## Records to process
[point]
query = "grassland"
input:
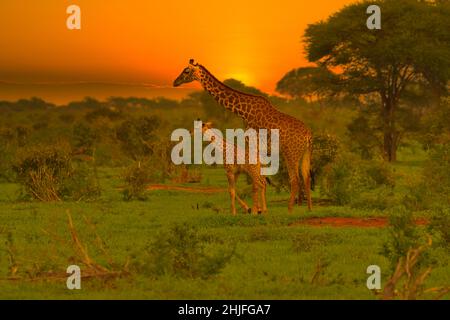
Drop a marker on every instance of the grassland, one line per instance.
(276, 256)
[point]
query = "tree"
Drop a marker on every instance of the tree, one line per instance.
(413, 45)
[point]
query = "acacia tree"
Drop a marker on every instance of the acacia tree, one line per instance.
(413, 45)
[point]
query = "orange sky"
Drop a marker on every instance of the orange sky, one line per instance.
(149, 41)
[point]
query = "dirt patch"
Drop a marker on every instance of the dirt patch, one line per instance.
(379, 222)
(186, 189)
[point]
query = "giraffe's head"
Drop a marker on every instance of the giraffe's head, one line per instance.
(189, 74)
(207, 131)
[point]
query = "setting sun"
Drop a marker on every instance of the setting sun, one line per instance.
(149, 42)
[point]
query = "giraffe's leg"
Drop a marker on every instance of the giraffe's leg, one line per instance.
(294, 181)
(255, 197)
(241, 202)
(306, 173)
(263, 194)
(300, 193)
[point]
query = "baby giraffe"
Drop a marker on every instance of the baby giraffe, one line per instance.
(233, 171)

## Activity
Send back the listing exactly as it stands. Do not include the pictures.

## Written solution
[point]
query = "grassland"
input:
Drop a marker on every instance of the grassland, one line per instance.
(276, 256)
[point]
query = "tree"
Drop a marker on every instance of the tree, one line per instance.
(413, 45)
[point]
query = "acacia tree"
Drop a marker on every instance of the acacia tree, one line per instance.
(413, 45)
[point]
query = "orange sky"
Drop a marker on every instance of the orange sky, one line per instance.
(149, 41)
[point]
query = "dirt patch"
Drop a marker on every instance of the dirt patch, one line per instance.
(379, 222)
(186, 189)
[point]
query = "giraffe's head"
Drop a marker on every instance of the giraffe's head, one line per instance.
(189, 74)
(207, 131)
[point]
query = "setting sun"
Drop a marker on every instance of the setting sun, one line per instance.
(149, 42)
[point]
query = "giraffe's leg"
Drop a marker on every instance of the giraffe's leg, one line per instance.
(294, 181)
(255, 197)
(241, 202)
(306, 173)
(263, 194)
(300, 193)
[point]
query = "baby giraffe"
Drop a marker on every instance of the baby giraffe, one line per instance.
(233, 171)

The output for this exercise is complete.